▸ **Data for the task**:

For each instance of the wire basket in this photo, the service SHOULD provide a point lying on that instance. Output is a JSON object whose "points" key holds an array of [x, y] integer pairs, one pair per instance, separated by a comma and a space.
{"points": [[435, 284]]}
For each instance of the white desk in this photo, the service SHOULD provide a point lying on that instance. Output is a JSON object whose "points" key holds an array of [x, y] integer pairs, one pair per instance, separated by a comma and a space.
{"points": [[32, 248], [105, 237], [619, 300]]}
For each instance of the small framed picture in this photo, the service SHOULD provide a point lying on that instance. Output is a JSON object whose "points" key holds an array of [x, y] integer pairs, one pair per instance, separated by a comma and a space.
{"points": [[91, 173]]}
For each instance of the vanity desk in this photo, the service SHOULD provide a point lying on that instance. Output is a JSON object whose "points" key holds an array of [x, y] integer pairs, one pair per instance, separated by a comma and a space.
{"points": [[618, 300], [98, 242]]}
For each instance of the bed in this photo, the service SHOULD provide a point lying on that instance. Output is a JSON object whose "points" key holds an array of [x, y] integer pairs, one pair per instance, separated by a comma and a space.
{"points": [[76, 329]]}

▸ **Aim**: Please output all five items above word for word, in their original order.

▸ **Expected answer**:
For each instance of the wire basket in this photo, the service SHOULD provide a point lying on that instance. Output is a JSON object whose "points" key holds an array of [x, y] integer pairs, one pair per instance, separated by a comma and a space.
{"points": [[435, 284]]}
For each instance of the white desk in this photo, the service SHOULD provide a point lying on that instance. Output is a JSON object whose "points" key holds an array of [x, y] integer pairs, one pair per instance, separated by a comma and a space.
{"points": [[32, 248], [105, 237], [619, 300]]}
For each instance of the small framed picture in this photo, the service SHOULD provide a point lying on that instance. Output is a JSON object whose "points" key holds an array of [x, y] integer pairs, one pair per instance, separated by a comma and a space.
{"points": [[91, 173]]}
For each instance of the vanity desk in this photo, the service SHOULD provide a point lying on that instance. Output is a JSON object whose "points" key holds an array of [x, y] integer pairs, one pair per instance, separated by a comma and a space.
{"points": [[618, 300], [98, 242]]}
For each instance of the bed in this photo, the service SHOULD provide a point lying on that instance. Output is a JSON object whose "points" key holds an array of [x, y] integer pairs, one pair per instance, separated by a comma and a space.
{"points": [[76, 329]]}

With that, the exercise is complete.